Oberverwaltungsgericht Niedersachsen
Beschl. v. 13.10.1989, Az.: 21 L 279/89

Bindungswirkung eines Übertragungsbeschlusses im Fall der Verweisung an ein anderes Gericht im Asylverfahrensrecht

Bibliographie

Gericht
OVG Niedersachsen
Datum
13.10.1989
Aktenzeichen
21 L 279/89
Entscheidungsform
Beschluss
Referenz
WKRS 1989, 12788
Entscheidungsname
[keine Angabe]
ECLI
ECLI:DE:OVGNI:1989:1013.21L279.89.0A

Verfahrensgang

vorgehend
VG Stade - 20.07.1989 - AZ: 6 VG A 443/86

Fundstelle

  • ZAR 1990, 97 (red. Leitsatz)

Verfahrensgegenstand

Anerkennung als Asylberechtigter - Nichtzulassungsbeschwerde -.

Prozessführer

Bundesbeauftragter für Asylangelegenheiten, ...

Prozessgegner

Bundesrepublik Deutschland,

Bundesminister des Innern in Bonn,
dieser vertreten durch den Leiter des Bundesamtes für die Anerkennung ausländischer Flüchtlinge, ...

Sonstige Beteiligte

Der srilankische Staatsangehörige ...,

In der Verwaltungsrechtssache
...
hat der 21. Senat des Oberverwaltungsgerichts für die Länder Niedersachsen und Schleswig-Holstein
am 13. Oktober 1989
beschlossen:

Tenor:

Die Beschwerde des Beigeladenen gegen die Nichtzulassung der Berufung in dem Urteil des Verwaltungsgerichts Stade - 6. Kammer Stade - vom 20. Juli 1989 wird zurückgewiesen.

Der Beigeladene trägt die Kosten des Beschwerdeverfahrens.

Der Antrag, dem Beigeladenen für das Beschwerdeverfahren Prozeßkostenhilfe unter Beiordnung von Rechtsanwalt Schindler zu bewilligen, wird abgelehnt.

Gründe

1

Die zunächst auf § 32 Abs. 2 Nr. 3 AsylVfG iVm § 138 Nr. 1 VwGO und später ergänzend auf § 32 Abs. 2 Nr. 1 AsylVfG gestützte Beschwerde bleibt ohne Erfolg.

2

Der Beigeladene rügt zu Unrecht, der Einzelrichter und nicht die Vollkammer des Verwaltungsgerichts Stade sei für die Entscheidung zuständig gewesen. Das Verwaltungsgericht ist zutreffend davon ausgegangen, daß der vom Verwaltungsgericht Braunschweig am 23. April 1986 ergangene Einzelrichterbeschluß keine Bindungswirkung über die am 23. Mai 1986 erfolgte Verweisung hinaus entfaltet hat.

3

Die Frage der Bindungswirkung eines Übertragungsbeschlusses im Fall der Verweisung ist sowohl in der Kommentarliteratur zu § 348 ZPO, dem § 31 AsylVfG nachgebildet ist, also auch im asylverfahrensrechtlichen Schrifttum umstritten. So vertreten Zöller/Stephan und Baumbach/Hartmann den Standpunkt, die Übertragung auf den Einzelrichter binde auch das aufnehmende Gericht.
=-=-=
Aufgabenstellung —
1 > Welches Gericht hat nach dem Gerichtsbeschluss zur Bindungswirkung von Übertragungsbeschlüssen den Einzelrichterbeschluss vom 23. April 1986 erlassen?
2 > Führe den Gerichtsbeschluss zur Bindungswirkung von Übertragungsbeschlüssen im Anschluss an seinen letzten Satz weiter.

(Datenzeilen)
=-=-=
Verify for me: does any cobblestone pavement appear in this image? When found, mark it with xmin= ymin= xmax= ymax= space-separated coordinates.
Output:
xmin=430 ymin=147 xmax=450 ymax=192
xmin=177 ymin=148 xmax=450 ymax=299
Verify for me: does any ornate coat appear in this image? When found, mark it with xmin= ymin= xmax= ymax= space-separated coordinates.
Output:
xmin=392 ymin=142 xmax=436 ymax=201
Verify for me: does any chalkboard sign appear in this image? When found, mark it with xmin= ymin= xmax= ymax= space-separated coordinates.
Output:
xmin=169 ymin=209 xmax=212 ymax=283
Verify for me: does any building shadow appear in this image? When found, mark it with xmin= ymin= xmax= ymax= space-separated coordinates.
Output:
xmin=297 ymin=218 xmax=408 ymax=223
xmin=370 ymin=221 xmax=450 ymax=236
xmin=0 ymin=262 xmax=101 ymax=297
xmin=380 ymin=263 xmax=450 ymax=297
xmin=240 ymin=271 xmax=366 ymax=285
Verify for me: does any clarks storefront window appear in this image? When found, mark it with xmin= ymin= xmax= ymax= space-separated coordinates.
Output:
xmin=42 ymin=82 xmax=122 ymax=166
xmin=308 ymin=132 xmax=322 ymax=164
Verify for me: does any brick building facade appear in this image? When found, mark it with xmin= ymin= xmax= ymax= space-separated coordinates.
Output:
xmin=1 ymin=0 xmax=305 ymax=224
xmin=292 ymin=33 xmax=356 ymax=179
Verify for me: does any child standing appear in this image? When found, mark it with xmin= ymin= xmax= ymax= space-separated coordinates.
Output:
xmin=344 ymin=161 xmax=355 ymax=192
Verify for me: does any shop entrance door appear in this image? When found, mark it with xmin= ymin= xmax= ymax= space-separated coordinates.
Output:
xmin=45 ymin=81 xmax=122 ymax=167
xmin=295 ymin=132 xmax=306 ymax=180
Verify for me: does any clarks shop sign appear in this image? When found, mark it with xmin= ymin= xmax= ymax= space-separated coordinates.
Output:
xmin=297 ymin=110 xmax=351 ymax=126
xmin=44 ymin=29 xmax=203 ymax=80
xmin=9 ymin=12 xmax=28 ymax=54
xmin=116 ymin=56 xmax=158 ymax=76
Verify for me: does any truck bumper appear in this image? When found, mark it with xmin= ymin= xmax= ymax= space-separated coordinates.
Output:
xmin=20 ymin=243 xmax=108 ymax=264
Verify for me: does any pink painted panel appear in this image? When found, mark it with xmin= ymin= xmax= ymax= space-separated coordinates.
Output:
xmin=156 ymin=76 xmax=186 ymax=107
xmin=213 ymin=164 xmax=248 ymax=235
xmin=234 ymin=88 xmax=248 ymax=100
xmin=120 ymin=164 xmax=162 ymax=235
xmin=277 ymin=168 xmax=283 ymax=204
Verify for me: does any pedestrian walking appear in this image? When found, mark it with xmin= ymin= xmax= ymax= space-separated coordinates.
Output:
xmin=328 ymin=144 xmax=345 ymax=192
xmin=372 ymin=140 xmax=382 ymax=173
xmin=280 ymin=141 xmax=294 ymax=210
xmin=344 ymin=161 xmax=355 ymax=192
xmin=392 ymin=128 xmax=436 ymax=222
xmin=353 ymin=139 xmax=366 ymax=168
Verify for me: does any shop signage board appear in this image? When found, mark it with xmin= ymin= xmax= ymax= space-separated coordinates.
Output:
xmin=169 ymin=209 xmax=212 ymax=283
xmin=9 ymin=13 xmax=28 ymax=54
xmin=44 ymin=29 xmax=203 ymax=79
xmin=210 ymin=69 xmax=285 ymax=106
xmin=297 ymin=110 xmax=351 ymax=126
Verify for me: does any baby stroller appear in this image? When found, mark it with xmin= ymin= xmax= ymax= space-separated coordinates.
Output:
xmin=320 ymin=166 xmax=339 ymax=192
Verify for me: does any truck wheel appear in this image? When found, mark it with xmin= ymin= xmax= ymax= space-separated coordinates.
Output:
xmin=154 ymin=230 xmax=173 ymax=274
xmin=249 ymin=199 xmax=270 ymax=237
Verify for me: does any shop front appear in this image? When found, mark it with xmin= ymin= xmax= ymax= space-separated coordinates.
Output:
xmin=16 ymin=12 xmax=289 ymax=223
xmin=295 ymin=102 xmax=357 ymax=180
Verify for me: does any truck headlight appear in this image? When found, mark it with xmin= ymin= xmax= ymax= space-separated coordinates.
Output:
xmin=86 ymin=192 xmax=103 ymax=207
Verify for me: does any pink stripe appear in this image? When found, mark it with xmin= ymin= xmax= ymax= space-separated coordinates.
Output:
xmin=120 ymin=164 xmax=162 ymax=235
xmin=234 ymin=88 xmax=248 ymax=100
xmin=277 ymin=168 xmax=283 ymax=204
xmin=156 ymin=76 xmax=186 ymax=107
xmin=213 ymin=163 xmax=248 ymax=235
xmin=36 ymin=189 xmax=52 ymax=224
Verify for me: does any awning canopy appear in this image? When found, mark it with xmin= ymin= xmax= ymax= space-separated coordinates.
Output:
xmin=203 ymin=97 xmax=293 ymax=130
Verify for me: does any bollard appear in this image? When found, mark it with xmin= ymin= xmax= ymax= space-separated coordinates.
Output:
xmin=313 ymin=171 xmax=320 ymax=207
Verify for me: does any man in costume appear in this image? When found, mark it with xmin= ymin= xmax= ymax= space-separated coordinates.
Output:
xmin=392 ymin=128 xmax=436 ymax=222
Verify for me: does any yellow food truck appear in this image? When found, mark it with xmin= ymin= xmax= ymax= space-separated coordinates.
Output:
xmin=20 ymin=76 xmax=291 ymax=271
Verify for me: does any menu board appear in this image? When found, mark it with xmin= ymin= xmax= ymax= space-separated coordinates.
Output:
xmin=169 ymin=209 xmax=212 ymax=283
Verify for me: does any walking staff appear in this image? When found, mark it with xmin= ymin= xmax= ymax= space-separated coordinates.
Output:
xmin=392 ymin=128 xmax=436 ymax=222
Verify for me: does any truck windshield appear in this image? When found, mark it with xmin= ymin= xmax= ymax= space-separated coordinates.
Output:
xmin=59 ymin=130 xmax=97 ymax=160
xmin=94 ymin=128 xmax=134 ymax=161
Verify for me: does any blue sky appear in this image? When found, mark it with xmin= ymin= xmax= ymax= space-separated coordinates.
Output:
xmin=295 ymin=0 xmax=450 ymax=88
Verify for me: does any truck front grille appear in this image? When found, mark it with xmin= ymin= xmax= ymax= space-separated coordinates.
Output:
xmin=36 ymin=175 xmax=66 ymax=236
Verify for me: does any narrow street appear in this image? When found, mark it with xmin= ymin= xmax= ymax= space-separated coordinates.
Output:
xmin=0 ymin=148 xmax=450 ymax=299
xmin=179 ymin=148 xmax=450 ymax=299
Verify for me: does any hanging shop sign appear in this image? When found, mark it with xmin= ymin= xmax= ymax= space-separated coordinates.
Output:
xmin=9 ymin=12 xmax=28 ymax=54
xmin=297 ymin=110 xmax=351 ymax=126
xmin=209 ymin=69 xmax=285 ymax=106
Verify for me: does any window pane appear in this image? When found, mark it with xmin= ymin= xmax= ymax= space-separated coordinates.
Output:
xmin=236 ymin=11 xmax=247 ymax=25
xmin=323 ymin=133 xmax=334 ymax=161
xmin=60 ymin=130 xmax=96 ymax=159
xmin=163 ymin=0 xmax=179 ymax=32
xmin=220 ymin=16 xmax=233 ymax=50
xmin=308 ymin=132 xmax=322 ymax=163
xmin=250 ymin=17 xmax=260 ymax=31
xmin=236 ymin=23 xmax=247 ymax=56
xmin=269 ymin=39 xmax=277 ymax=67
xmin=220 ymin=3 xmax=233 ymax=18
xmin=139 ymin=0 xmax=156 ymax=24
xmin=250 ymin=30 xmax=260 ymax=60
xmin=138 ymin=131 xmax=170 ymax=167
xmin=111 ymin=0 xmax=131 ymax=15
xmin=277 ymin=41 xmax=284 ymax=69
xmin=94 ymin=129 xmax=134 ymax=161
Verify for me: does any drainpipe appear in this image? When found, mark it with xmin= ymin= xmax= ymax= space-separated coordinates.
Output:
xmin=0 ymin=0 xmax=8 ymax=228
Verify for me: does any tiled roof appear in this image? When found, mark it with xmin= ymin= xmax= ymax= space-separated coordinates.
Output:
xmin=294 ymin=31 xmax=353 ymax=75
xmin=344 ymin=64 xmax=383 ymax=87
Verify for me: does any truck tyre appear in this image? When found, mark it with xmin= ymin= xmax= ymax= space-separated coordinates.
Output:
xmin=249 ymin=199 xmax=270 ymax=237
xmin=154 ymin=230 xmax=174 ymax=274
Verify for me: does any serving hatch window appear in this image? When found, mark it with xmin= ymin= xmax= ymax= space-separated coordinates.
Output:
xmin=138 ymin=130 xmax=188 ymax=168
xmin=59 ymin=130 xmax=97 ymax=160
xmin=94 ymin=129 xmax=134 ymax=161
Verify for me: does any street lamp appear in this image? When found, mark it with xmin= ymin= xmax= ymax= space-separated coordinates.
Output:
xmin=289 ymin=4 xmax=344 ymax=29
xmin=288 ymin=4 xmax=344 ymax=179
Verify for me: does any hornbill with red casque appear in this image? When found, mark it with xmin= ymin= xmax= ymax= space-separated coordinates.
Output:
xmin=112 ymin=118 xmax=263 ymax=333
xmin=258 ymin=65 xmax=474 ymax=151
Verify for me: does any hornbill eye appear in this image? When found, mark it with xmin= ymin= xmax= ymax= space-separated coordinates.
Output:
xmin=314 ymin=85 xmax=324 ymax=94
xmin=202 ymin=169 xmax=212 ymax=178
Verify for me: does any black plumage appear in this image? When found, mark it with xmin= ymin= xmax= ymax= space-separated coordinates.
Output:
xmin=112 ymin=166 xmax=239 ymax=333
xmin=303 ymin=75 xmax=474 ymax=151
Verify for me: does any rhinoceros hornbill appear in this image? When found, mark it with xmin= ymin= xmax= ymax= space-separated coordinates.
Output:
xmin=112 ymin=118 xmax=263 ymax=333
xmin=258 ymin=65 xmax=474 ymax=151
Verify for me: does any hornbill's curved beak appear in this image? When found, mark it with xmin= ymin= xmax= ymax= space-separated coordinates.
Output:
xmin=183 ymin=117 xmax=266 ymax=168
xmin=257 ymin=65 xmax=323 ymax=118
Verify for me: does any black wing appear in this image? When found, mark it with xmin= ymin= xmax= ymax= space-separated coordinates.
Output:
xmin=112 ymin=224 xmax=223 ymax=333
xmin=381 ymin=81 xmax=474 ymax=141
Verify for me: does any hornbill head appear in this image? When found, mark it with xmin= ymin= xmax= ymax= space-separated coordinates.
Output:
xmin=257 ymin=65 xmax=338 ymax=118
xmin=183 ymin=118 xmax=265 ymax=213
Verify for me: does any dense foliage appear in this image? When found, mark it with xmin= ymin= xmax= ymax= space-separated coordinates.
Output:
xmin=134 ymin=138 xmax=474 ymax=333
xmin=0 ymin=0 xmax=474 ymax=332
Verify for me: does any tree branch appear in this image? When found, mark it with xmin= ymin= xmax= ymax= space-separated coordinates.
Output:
=-=-=
Ergebnisse je Aufgabe —
1 > Das Verwaltungsgericht Braunschweig.

2 >
4

Zur Begründung wird ausgeführt, der Prozeß vor und nach Verweisung bilde eine Einheit. Frühere Prozeßhandlungen und gerichtliche Entscheidungen wie Prozeßkostenhilfe-, Beweis- und Einzelrichterbeschlüsse wirkten daher fort (vgl. Zöller/Stephan, ZPO, 15. Aufl., § 348 Rdn. 13 und § 281 Rdn. 15; Baumbach/Hartmann, ZPO, 47. Aufl., § 348 Anm. 1 A und § 281 Anm. 3 E; ebenso OLG Koblenz, Urt. v. 18.01.1985 - 8 U 90/84 -, MDR 1986, 153). Demgegenüber ist Schumann im Kommentar von Stein/Jonas der Ansicht, Verweisungen hätten ebenso wie Zurückverweisungen stets an die Kammer zu erfolgen, die dann darüber zu befinden habe, ob die Rechtssache erneut auf den Einzelrichter übertragen werden sollte (Stein/Jonas, ZPO, 20. Aufl., 2. Bd., Teilbd. 2, § 350 Rdn. 2; so auch OLG Frankfurt, Urt. v. 09.11.1976 - 8 U 62.76 -, NJW 1977, 813).

5

Auch in den Kommentierungen zu § 31 AsylVfG zeichnet sich keine einheitliche Meinung zur Frage der Bindungwirkung ab. Während Molitor von der Fortgeltung des Übertragungsbeschlusses ausgeht und auf den mit der Übertragung bezweckten Beschleunigungseffekt hinweist (in: GK-AsylVfG, § 31 Rdn. 100), halten Kloesel/Christ - ohne allerdings den Fall der Verweisung konkret zu benennen - ein generelles Rückholrecht der Kammer für gegeben (vgl. Deutsches Ausländerrecht, 2. Aufl., § 31 AsylVfG Rdn. 3). Ist nach dieser Auffassung nicht einmal die Kammer, welcher der Einzelrichter angehört, an ihren Übertragungsbeschluß gebunden, so muß dies erst recht für ein anderes Gericht im Falle der Verweisung gelten.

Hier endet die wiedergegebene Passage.